▸ SELECTION:
The Lunch Counter Rule
What we've forgotten about how political demonstrations work.

Following any protest that evolves into a violent or destructive riot, there will invariably be a large number of people defending it with some variation of “the point of a protest is to be disruptive” or “peaceful protests don’t work.”
The claims are nonsense, and I can see three possible reasons for why someone might utter them:
(1) It may be post hoc rationalization from people who get off on the power trip, wanted to steal some electronics, or are trying through a roundabout way to work through their father issues.
(2) There are some people who simply heard the refrain, never thought it through, and are repeating it as a sign of solidarity. I suspect this is the majority. And even if the message doesn’t quite ring true (perhaps they recall that the civil rights movement had lots of peaceful demonstrations), they think it’s harmful to question to doctrine. So long as you’ve got good intentions, it’s not only unnecessary to ask where the road is leading, but wrong because you might slow down the paving.
(3) Some people actually believe it. These are not smart people.
Ask anyone who supports any variety of unlawful protest how to distinguish their actions from bullying. If it’s okay for protesters to shut down a road (without a permit) because “the point of a protest is to inconvenience people,” follow up by asking if it’s okay for a group of protesters to block their driveway or front door to inconvenience them. If they agree, you’ve just found a new quarantine hobby.
The idea behind the right-to-inconvenience fallacy is that protesters believe they have a right to demand your attention. Of course that’s absurd. Everyone has the right to speak, and everyone has the right to listen, but no one has the right to force others to listen.
So if the point of a protest isn’t to inconvenience others, and people are free to ignore anyone they don’t want to listen to, what is the point? The point is to gather support by virtue of the strength of your argument and righteousness of your cause. These demonstrations, if large enough, may be disruptive incidental to trying to get their message out, but it’s the message (not the disruption) that is the intent.
What happens then if people don’t listen? If they aren’t persuaded? If they don’t take action or support your cause?
Then they didn’t listen, weren’t persuaded, and didn’t join your cause. There’s no guarantee of victory. Work harder, get better, keep trying.
Here is the crux of the argument: People supporting unlawful demonstrations have taken the position that when an argument fails to persuade, more extreme methods become justified. This should strike anyone with more than two teaspoons of sense between their ears as absurd on its face.
Not all good causes are successful in their attempts to persuade, and many bad causes do find success. That said, rational, virtuous causes tend to be more persuasive, and evil, noxious, or stupid causes tend to gain little traction. So, a theory that says the more people ignore your position, the more you’re justified in taking extreme measures would serve to empower the causes most widely rejected. That’s not a great way to organize a society.
If the “Taxation Is Theft” crowd fails to convince many people to join their cause, does that somehow justify shutting down streets, vandalizing store front, starting dumpster fires, yelling in the faces of tax payers and welfare recipients alike, and eventually destroying statues of FDR?
My gut is telling me no. Perhaps I’m just an out of touch old man, but my sense is that losing the debate does not justify ever more extreme tactics in order to force capitulation.
But What About Sit-Ins And The Boston Tea Party?

(Recorded data)
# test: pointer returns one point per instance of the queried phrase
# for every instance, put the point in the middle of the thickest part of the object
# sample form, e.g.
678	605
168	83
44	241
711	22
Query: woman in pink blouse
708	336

▸ DIRECTIONS FOR THIS TASK: Continue the essay on protest tactics, picking up right after its final line.

▸ WRITTEN ANSWER:
The civil rights era sit-ins at lunch counters were not merely a form of protest, but a form of unlawful protest. The demonstrators were committing trespass. And yet, we don’t look back on them as lawless hooligans – they were heroes. So what sets them apart?
For starters, their demonstrations were aimed specifically at the injustices they saw in society. They protested not being able to sit at a lunch counter by sitting at the lunch counter.
More importantly though, they accepted the consequences that come along with civil disobedience. They were willing to get arrested and go to jail. This not only sends a stronger message, but it sets up an important threshold for when a demonstration gets to run afoul of the law, what I’ll call the lunch counter rule: You only get to break the law in protest if you’re willing to accept the consequences of breaking the law.
Want to block traffic? Then you should be willing to accept whatever fine comes from doing so. Want to paint ACAB on a Starbucks? Then you should be willing to accept being charged with vandalism. Want to tear down a statue? Then you should be ready to face felony destruction of property charges.
That’s not what we see among present-day protests though. Protesters want to not only violate the law, but also feel a moral imperative to get away with it. The “whole point is to disrupt” messaging likewise carries with it the belief that disruptive and destructive demonstrations up to (and perhaps sometimes including) violence against people must not be punished. We’re told it’s somehow wrong to prosecute people for crimes committed while protesting.
But that opens up the whole can of worms of who gets to decide which protesters should be immune from prosecution and which should not. Surely the Taxation Is Theft guys tearing down an FDR statue need to go to prison.
Do we let society decide? Because if that’s the case then the movements that are granted a license to demonstrate however they want are inherently going to be the popular movements that have already gained widespread acceptance. But, if a cause has already gained widespread acceptance, no one needs to break the law to draw more attention to it or gain more support. (By contrast, the civil rights heroes who staged sit-ins weren’t expecting their mayor to order the police to stand down and let the demonstration continue.)
If something isn’t important enough for you to go to jail over it, then it isn’t important enough for the rest of us to tolerate you breaking the law for it.
What we do is ask the demonstrator their honest subjective opinion of how important the cause is, and then we take them at their word and let them suffer the consequences that they have deemed a reasonable and necessary sacrifice. If your cause isn’t important enough to you that you’re willing to accept the risk, then you have to get back on the sidewalks and just chant your slogans like the rest of us law-abiding plebs.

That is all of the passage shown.